Профессор И.И. Палеев (1901—1970) был физиком и возглавлял кафедру термодинамики в Ленинградском государственном университете. Собирать свою коллекцию он начал сразу после войны, с 1948 года, под влиянием авторитетнейшего ленинградского коллекционера, наставника многих «питерцев» послевоенного времени Григория Самойловича Блоха.
Кстати, именно Г. Блоху (не путать с московским) и принадлежала шутливая классификация направлений ленинградского собирательства. «Стоматологическое» предполагало коллекционирование произведений передвижников и академистов, «академическое» — работ старых мастеров, а наиболее «передовое» — «политехническое» увлекалось уже мастерами «Мира искусства», «Голубой розы», «Бубнового валета» и даже — увы — авангарда. Блох же делил коллекционеров на собирающих «глазами» и «ушами», отдавая предпочтение первым и пренебрежительно относясь ко вторым, ориентированным в своих пристрастиях на мнение консультантов и советчиков. Обо всем этом замечательно написал мой старший друг Соломон Шустер в своей книге «Профессия — коллекционер».
И.И. Палеев был выдающимся представителем «политехнического» направления. Он не любил посещать комиссионные магазины — источники пополнения большинства питерских и московских коллекций послевоенного времени, с их чудовищным изобилием «товара» и бессмысленно низкими ценами на произведения художников первой трети XX века. Сам Палеев вспоминал редкий случай «комиссионного приобретения» работы Б. Анисфельда «Рыбы», которая обошлась ему в 250 дореформенных (до 1961 г.) рублей, что после реформы составляло уже соответственно 25 рублей нового образца.

## Исходные данные
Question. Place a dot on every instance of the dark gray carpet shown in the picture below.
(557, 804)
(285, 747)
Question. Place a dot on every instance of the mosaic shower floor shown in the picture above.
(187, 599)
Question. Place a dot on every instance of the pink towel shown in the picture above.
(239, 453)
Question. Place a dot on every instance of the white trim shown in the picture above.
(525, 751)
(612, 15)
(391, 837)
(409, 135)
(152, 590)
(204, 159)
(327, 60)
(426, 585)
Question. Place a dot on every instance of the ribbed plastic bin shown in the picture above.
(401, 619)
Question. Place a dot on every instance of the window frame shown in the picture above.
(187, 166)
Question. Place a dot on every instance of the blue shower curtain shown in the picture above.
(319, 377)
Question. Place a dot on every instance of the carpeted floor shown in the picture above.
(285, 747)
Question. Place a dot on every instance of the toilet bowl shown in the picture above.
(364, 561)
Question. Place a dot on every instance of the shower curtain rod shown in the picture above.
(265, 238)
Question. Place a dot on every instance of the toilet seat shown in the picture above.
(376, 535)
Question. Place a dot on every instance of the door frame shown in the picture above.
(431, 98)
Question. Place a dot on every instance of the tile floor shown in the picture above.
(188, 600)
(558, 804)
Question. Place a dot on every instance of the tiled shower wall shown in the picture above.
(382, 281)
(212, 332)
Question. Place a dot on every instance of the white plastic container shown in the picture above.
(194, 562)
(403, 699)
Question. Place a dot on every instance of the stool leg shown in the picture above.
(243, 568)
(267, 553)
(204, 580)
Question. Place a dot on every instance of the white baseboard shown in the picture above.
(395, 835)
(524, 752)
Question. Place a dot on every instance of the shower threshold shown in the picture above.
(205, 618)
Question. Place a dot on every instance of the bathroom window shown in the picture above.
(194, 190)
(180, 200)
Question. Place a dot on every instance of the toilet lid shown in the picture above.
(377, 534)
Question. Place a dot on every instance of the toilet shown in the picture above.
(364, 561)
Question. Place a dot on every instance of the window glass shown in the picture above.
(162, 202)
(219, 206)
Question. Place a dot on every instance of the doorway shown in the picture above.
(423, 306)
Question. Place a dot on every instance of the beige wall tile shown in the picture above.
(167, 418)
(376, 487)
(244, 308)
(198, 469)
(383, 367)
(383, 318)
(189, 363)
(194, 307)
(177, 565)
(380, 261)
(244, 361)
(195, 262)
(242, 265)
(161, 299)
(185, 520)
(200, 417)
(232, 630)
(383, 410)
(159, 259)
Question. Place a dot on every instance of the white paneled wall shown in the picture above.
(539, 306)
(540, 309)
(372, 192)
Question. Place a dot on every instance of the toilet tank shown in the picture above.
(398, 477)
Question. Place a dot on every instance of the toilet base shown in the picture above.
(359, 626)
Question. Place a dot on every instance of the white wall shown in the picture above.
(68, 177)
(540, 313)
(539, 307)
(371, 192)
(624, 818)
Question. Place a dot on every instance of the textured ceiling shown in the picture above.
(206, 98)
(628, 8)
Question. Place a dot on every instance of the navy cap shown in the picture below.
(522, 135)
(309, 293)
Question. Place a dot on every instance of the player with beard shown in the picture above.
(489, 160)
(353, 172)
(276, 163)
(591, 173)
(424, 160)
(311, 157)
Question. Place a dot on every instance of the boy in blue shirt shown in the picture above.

## Задание
Выпишите из текста о коллекционере Палееве без изменений кусок, который начинается словами «И.И. Палеев был» и заканчивается словами «рублей нового образца.». Материал никак не связан с текстом о коллекционере Палееве.

## Результат задания
И.И. Палеев был выдающимся представителем «политехнического» направления. Он не любил посещать комиссионные магазины — источники пополнения большинства питерских и московских коллекций послевоенного времени, с их чудовищным изобилием «товара» и бессмысленно низкими ценами на произведения художников первой трети XX века. Сам Палеев вспоминал редкий случай «комиссионного приобретения» работы Б. Анисфельда «Рыбы», которая обошлась ему в 250 дореформенных (до 1961 г.) рублей, что после реформы составляло уже соответственно 25 рублей нового образца.